Items taken from a data source:
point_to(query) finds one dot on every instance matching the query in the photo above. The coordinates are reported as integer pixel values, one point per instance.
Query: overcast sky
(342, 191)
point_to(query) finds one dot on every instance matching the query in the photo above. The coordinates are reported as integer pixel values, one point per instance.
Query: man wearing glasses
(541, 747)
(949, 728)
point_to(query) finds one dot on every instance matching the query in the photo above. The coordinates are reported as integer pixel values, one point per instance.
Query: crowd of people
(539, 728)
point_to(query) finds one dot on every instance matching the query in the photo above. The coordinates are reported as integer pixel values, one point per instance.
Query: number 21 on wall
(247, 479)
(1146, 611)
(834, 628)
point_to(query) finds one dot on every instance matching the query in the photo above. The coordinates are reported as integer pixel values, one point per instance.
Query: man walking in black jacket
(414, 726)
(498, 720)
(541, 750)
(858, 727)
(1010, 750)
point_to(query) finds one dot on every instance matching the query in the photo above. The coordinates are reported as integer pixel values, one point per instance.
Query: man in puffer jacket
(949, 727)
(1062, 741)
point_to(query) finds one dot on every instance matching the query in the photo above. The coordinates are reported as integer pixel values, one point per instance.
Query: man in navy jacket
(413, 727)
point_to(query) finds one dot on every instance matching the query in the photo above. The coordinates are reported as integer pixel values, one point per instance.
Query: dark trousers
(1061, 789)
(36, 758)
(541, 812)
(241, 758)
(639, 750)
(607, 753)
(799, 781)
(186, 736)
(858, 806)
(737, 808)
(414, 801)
==
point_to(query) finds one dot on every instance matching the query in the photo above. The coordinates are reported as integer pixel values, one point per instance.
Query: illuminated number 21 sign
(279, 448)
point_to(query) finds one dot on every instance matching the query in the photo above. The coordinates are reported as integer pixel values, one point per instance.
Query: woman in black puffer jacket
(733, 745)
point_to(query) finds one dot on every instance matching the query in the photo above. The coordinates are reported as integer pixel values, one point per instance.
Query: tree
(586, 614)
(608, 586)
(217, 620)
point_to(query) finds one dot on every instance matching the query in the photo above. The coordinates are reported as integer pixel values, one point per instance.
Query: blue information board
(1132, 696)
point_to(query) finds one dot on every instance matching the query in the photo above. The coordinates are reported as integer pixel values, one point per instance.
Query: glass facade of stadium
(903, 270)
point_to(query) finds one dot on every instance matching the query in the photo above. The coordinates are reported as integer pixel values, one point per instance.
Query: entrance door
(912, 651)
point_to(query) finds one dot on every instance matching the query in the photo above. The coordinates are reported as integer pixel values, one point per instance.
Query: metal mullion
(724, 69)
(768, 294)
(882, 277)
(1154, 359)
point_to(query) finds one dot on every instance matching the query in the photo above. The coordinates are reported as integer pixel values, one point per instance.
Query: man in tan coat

» Aim of the task
Gather every line of the data above that contains the word "jacket". Case counts, so a match must have the same uppercase and lowercase letters.

» Result
Query: man walking in black jacket
Query: man in puffer jacket
Query: man in navy jacket
Query: woman in black puffer jacket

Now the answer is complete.